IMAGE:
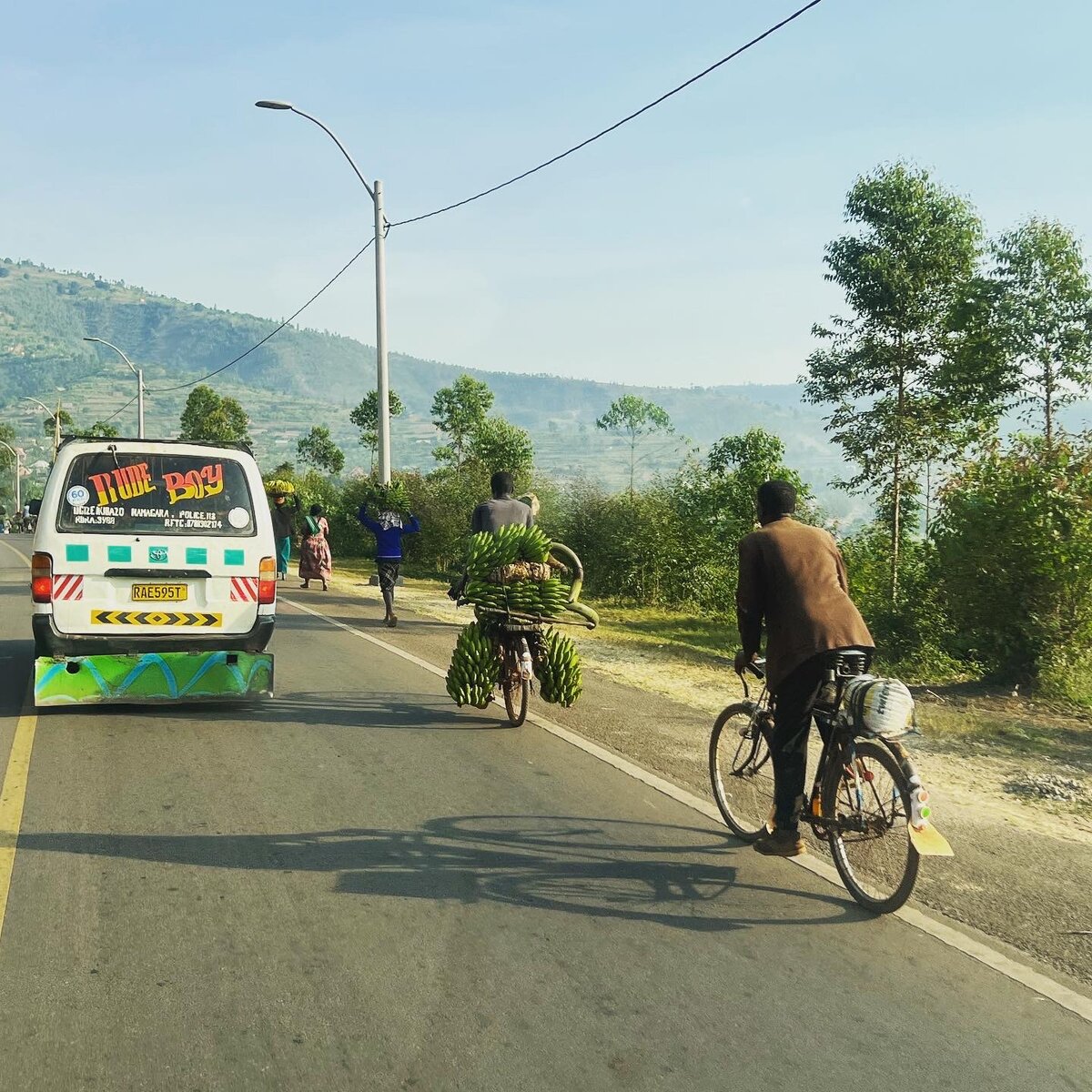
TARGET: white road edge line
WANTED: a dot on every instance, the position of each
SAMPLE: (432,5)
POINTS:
(1067,998)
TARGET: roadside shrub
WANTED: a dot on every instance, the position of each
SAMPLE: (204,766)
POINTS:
(1015,551)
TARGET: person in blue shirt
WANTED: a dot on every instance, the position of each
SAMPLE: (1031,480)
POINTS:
(389,528)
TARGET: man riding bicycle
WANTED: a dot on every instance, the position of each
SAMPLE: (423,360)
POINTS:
(792,576)
(502,509)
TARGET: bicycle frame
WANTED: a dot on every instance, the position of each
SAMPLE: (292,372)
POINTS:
(839,745)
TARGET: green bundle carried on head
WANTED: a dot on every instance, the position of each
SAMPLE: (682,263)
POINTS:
(387,498)
(276,486)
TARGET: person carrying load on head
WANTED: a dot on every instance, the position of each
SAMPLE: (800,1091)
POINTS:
(389,528)
(793,578)
(315,560)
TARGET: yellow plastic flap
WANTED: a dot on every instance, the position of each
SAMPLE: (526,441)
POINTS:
(929,842)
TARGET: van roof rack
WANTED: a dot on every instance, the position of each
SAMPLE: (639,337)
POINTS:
(152,440)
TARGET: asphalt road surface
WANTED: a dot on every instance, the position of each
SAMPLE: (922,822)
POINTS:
(356,885)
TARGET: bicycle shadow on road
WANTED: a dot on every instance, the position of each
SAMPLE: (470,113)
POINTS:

## WORK TO BE COMPLETED
Give all the lines above again, character for character, without pictures.

## OUTPUT FOR THIS TASK
IMAGE:
TARGET: white road edge line
WANTED: a dot on every instance, the position of each
SAMPLE: (432,5)
POINTS:
(1067,998)
TARGET: roadside shrub
WANTED: a dot on every instance, the position of each
SAMPLE: (204,766)
POINTS:
(1015,551)
TARGET: person in blue shirt
WANTED: a dot on every instance, the position of each
SAMPLE: (1031,480)
POINTS:
(389,528)
TARGET: man riding bicycle
WANTED: a dot on every instance, the position of each
SAMPLE: (423,360)
POINTS:
(792,576)
(502,509)
TARGET: bicycle frame
WANTED: a dot on every instance, the position of each
SAMPLE: (292,372)
POINTS:
(839,745)
TARGET: green bundle carried on head
WANTED: a dot on every instance, the position of each
SAMPLE: (682,263)
POINTS:
(387,498)
(276,486)
TARGET: person carrying load on head
WANTED: a dot on every instance, the position of each
SAMPLE: (800,1091)
POINTS:
(389,528)
(793,578)
(315,560)
TARGET: yellow plastic flap
WANTED: a dot on every instance, the position of each
SAMPLE: (526,441)
POINTS:
(929,842)
TARGET: van roof rack
WANTED: a dot on every instance, the position of each
SAMPLE: (639,337)
POINTS:
(152,440)
TARGET: asphalt road surface
WANTED: a dot on every instance, the position of each
SAMPLE: (922,822)
POINTS:
(356,885)
TARGET: bicycle shadow on road
WANTED: a dot on every instance, the position of each
SAMPLE: (470,113)
POINTS:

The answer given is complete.